■ Provided data ■
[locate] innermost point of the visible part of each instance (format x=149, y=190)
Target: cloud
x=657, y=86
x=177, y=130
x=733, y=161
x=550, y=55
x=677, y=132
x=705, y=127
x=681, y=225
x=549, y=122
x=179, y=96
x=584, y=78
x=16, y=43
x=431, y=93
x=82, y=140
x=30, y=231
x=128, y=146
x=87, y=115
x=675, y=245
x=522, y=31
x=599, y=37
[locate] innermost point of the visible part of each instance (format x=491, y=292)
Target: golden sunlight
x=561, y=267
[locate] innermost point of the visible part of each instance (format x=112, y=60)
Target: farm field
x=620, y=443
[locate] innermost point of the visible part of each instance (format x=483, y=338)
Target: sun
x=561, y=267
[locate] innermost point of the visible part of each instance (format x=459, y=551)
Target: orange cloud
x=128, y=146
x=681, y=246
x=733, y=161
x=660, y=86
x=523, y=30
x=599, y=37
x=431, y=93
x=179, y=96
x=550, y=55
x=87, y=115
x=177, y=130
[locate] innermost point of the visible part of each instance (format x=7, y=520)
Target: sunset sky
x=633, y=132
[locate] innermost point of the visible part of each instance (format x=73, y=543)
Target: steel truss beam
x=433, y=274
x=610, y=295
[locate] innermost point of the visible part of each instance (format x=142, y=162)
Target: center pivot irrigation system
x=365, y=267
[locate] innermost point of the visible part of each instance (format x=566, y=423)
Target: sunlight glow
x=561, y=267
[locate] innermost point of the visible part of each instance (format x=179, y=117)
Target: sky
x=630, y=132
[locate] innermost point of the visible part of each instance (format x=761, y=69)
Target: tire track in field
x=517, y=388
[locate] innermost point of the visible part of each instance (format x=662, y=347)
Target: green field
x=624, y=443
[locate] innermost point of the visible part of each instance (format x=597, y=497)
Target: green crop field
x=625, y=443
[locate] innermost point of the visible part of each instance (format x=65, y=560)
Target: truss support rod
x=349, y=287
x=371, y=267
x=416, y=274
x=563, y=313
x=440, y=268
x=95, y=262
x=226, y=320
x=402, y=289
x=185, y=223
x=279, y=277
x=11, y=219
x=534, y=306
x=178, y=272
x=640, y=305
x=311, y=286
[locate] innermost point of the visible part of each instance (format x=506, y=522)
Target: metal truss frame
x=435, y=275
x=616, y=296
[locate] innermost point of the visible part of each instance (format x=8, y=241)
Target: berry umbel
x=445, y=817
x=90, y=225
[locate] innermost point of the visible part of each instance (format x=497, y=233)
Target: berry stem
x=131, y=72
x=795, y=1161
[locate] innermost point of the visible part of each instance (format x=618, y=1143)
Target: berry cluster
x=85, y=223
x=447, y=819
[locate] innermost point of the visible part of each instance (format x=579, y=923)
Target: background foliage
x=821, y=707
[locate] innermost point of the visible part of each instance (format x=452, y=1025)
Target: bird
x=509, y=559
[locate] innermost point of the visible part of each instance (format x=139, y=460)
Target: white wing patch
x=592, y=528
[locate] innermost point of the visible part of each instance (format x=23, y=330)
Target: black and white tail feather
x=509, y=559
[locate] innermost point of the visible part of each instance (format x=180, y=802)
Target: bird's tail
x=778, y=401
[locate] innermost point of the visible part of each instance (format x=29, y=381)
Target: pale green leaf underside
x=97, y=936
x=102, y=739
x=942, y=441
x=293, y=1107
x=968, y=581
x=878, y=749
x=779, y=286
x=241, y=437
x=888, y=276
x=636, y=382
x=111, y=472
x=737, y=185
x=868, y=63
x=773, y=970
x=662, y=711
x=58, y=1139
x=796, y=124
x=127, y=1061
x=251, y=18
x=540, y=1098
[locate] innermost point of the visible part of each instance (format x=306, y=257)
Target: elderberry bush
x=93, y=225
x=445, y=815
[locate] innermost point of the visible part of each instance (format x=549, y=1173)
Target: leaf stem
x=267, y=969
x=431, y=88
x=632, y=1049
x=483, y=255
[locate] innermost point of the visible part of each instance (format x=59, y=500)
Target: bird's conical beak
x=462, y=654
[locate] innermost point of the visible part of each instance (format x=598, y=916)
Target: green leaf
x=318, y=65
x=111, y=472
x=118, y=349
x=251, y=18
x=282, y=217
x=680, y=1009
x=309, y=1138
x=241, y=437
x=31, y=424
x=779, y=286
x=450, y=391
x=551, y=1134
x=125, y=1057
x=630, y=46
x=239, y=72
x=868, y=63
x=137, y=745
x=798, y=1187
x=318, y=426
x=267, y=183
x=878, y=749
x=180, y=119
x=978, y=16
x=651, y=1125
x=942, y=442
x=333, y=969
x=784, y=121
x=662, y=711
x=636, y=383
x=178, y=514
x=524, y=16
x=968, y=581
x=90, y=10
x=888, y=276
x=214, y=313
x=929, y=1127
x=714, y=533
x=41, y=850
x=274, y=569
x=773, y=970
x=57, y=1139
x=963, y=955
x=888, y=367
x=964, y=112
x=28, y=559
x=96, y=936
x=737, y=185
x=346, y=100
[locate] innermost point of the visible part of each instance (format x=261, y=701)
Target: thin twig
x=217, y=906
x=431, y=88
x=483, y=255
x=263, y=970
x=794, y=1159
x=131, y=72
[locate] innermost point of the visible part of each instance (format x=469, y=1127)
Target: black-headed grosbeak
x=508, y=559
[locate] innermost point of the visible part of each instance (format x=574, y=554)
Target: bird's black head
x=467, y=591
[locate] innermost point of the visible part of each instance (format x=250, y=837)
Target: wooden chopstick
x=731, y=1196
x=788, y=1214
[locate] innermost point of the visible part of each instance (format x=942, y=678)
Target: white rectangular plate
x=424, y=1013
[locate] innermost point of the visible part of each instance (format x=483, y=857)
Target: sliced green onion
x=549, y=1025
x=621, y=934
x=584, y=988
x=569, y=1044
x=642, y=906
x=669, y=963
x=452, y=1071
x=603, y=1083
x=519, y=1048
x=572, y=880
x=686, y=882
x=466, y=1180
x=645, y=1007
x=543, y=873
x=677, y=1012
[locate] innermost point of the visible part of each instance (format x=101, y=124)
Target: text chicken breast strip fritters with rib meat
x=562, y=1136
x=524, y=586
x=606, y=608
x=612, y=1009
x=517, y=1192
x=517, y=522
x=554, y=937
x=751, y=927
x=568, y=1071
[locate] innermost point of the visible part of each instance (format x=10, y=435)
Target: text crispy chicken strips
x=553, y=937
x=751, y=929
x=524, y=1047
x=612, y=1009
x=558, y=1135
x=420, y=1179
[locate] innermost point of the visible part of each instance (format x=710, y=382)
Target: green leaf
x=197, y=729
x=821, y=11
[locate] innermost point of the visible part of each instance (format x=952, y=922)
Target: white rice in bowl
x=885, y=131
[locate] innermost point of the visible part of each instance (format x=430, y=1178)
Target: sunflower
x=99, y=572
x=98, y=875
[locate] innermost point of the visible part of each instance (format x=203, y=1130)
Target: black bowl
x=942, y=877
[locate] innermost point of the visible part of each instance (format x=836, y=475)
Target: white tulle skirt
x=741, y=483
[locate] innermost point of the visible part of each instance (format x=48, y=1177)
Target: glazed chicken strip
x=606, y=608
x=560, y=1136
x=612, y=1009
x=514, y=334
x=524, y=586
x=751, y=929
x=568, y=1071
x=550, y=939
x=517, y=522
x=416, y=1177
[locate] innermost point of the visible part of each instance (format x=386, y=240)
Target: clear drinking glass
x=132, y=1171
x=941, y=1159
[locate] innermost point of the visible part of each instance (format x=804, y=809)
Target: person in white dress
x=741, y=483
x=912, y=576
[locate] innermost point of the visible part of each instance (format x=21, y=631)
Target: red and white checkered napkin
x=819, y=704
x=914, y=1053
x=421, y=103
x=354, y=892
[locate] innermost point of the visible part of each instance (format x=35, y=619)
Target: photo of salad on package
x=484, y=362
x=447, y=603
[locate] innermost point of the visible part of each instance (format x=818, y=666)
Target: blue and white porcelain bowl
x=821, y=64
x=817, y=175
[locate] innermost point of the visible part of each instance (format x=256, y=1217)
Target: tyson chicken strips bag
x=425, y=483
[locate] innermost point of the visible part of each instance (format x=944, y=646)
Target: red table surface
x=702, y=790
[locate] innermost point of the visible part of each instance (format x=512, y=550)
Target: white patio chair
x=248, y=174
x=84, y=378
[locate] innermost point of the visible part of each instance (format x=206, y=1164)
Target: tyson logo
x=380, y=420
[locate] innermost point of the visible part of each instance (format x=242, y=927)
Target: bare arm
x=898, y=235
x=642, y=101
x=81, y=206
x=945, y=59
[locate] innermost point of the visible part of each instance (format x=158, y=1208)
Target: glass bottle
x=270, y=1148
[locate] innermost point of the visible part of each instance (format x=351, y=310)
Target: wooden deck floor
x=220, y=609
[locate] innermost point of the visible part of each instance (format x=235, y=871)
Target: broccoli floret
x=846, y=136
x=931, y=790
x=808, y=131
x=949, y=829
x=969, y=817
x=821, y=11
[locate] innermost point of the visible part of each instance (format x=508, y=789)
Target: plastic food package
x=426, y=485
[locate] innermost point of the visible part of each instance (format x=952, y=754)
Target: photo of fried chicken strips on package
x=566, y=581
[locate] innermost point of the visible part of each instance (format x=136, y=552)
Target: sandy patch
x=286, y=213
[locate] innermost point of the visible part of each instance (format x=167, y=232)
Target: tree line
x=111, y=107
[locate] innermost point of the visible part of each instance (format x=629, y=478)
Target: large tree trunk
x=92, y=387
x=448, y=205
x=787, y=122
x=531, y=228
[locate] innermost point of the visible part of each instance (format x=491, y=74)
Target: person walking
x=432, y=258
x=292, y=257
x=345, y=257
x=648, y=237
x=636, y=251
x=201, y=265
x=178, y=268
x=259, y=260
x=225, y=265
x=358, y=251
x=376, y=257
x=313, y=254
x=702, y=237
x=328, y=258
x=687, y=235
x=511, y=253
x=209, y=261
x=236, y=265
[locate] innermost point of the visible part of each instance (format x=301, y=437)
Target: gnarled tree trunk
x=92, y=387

■ Work required ■
Rewrite the records from the line that contains "(format x=306, y=257)" through the line that contains "x=677, y=1012", keeping every request line unchanged and adding 116 to both the x and y coordinates in each answer. Give only those lines.

■ Solution for this problem ■
[locate] innermost point of the visible part of each instance (format x=306, y=257)
Target: elderberry bush
x=209, y=341
x=561, y=931
[locate] innermost point of the visible part of each instance (format x=549, y=1173)
Target: leaf stem
x=383, y=1085
x=547, y=204
x=748, y=1165
x=599, y=371
[locate] innermost point of the visible part of each instance (format x=59, y=500)
Target: bird's conical beak
x=578, y=770
[locate] innermost point of the visible part of each instance (format x=598, y=916)
Target: green leaf
x=434, y=181
x=227, y=588
x=234, y=465
x=367, y=134
x=398, y=333
x=796, y=1125
x=425, y=1254
x=357, y=553
x=147, y=540
x=895, y=402
x=566, y=507
x=667, y=1250
x=241, y=1173
x=746, y=162
x=355, y=188
x=984, y=179
x=253, y=861
x=914, y=1303
x=434, y=542
x=383, y=299
x=994, y=865
x=296, y=235
x=1094, y=132
x=767, y=1241
x=1058, y=558
x=449, y=1085
x=900, y=237
x=778, y=827
x=752, y=499
x=294, y=630
x=640, y=132
x=1084, y=697
x=206, y=126
x=1004, y=392
x=330, y=429
x=1045, y=1243
x=830, y=649
x=157, y=966
x=390, y=685
x=889, y=1086
x=173, y=1255
x=1079, y=1071
x=1004, y=483
x=1080, y=228
x=144, y=675
x=212, y=1052
x=853, y=301
x=462, y=216
[locate] innermost point of the visible part of each instance (format x=261, y=701)
Target: thin twig
x=333, y=1022
x=547, y=204
x=599, y=371
x=379, y=1086
x=910, y=1275
x=247, y=188
[locate] innermost point of the visible part of each instance (format x=469, y=1127)
Target: black-headed grosbeak
x=624, y=675
[locate] innermost point of the visible part of each instance (format x=574, y=554)
Target: bird's black head
x=583, y=707
[locate] innermost point of the visible part of each instance (format x=250, y=837)
Target: wooden chopstick
x=847, y=1312
x=904, y=1330
[locate] innermost point of the visible part of each instance (format x=942, y=678)
Target: white rectangular plate
x=540, y=1129
[locate] innermost point of the visible part of each instance (format x=483, y=857)
Target: sliced green onion
x=665, y=1141
x=737, y=1050
x=700, y=1104
x=685, y=1160
x=758, y=1022
x=785, y=1079
x=568, y=1187
x=719, y=1199
x=635, y=1164
x=688, y=996
x=802, y=998
x=582, y=1296
x=761, y=1123
x=659, y=989
x=793, y=1128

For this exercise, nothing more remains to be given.